● WHAT YOU ARE ASKED TO DO
Express every item below as a two-column CSV with the headers item_text and answer, one row per item. Put each value in double quotes and replace any line breaks inside it with spaces.

[Excerpt from a dataset]
--- Begin ---

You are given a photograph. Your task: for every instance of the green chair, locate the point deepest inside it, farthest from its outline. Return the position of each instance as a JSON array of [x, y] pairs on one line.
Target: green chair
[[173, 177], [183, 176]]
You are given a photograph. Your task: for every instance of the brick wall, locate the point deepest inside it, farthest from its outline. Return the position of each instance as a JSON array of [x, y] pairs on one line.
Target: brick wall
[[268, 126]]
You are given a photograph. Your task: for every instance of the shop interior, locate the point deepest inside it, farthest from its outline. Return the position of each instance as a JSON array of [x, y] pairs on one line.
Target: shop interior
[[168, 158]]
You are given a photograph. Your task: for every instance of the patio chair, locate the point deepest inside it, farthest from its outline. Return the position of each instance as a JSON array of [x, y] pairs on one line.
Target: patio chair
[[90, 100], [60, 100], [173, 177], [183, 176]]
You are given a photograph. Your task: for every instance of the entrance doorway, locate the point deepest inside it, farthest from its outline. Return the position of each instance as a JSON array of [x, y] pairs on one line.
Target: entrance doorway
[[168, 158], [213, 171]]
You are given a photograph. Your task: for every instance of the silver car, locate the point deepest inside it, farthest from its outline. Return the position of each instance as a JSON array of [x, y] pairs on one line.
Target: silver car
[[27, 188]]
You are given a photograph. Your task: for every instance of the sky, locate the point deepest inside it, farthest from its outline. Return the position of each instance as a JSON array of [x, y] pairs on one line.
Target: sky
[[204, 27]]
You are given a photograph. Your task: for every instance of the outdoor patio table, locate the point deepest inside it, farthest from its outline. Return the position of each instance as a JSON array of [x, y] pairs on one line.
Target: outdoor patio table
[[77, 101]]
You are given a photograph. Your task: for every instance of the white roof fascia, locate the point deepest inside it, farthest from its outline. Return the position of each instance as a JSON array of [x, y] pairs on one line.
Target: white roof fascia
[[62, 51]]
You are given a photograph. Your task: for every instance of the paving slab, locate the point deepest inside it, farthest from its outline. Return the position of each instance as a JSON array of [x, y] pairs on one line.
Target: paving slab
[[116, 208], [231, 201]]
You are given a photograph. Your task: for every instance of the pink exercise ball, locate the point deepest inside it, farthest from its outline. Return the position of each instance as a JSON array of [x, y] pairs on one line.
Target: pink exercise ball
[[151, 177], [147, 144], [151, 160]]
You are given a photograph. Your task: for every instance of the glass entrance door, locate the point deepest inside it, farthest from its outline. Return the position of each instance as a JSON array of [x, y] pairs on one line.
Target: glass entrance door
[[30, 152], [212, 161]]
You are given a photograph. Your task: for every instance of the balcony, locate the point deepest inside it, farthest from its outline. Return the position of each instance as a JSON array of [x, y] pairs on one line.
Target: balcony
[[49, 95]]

--- End ---

● RESULT FOR THIS TASK
item_text,answer
"You are given a photograph. Your task: for every instance of the green chair, locate the point deepest inside it, farthest from its outline. Return the position of each instance as a JSON array of [x, y] pairs on one line. Target: green chair","[[173, 177], [183, 176]]"
"You are given a photograph. Your task: for every instance of the brick wall, locate the point deepest inside it, farthest from its outline. Return the position of each instance as a JSON array of [x, y] pairs on one line. Target: brick wall","[[268, 126]]"
"You are given a photograph. Your task: for every instance of the shop interior, locate the point deepest inside it, farthest from its outline. Return the position of each instance as a JSON array of [x, y] pairs on one line. Target: shop interior","[[168, 158]]"
"You are given a photograph. Your task: for every instance of the patio chair, locate the point deepest inside it, farthest from its outline. Return the position of each instance as a JSON array of [x, y] pairs on one line. Target: patio chair","[[90, 100], [60, 100], [173, 177], [183, 176]]"
"You are given a photograph. Your task: for every instance of the entrance doorway, locate the point deepest inside it, farthest from its outline. Return the position of each instance as a JSON array of [x, y] pairs on one line. Target: entrance doorway","[[168, 158], [213, 171]]"
"You are given a photograph. Your task: for every instance of the silver car, locate the point deepest inside it, farthest from its outline. Return the position of each instance as a JSON array of [x, y] pairs on one line. Target: silver car","[[27, 188]]"
"You are given a photograph. Your task: for every instance of the sky, locate the point deepest inside it, farthest from its outline. Return the position of each instance as a JSON array of [x, y] pairs on one line. Target: sky","[[204, 27]]"
"You are given a photograph. Your task: for every instance of the outdoor patio table, locate the point deepest inside it, farthest from its outline. Return the position of each instance as a JSON array of [x, y] pairs on one line. Target: outdoor patio table","[[77, 101]]"
"You are given a photograph. Your task: for every instance of the white roof fascia, locate the point deepest inside it, farthest from its outline. Return the position of each instance as a JSON array of [x, y] pairs on one line. Target: white roof fascia","[[62, 51]]"
"You are given a photograph. Your task: for every instance of the paving slab, locate the point deepest inside it, farthest from its outline. Return the position of each instance as a JSON array of [x, y] pairs on one line. Target: paving slab","[[116, 208], [231, 201]]"
"You are given a photograph. Your task: for every instance of the pink exercise ball, locate the point deepest inside it, farthest from its outline. Return the position of each instance as a JSON array of [x, y] pairs on one line. Target: pink exercise ball","[[151, 177], [147, 144], [151, 160]]"
"You are given a photograph. Your task: for every instance of the glass entrance door, locate the point deepest inside it, farthest from its outline. Return the position of each instance as a JSON array of [x, y] pairs on one line. Target: glass entrance door","[[30, 152], [212, 161]]"
"You are given a photograph. Your task: for every instance of the balcony, locate the point deepest inside it, farthest from its outline. Return the position of each instance as a JSON array of [x, y] pairs on one line. Target: balcony","[[49, 95]]"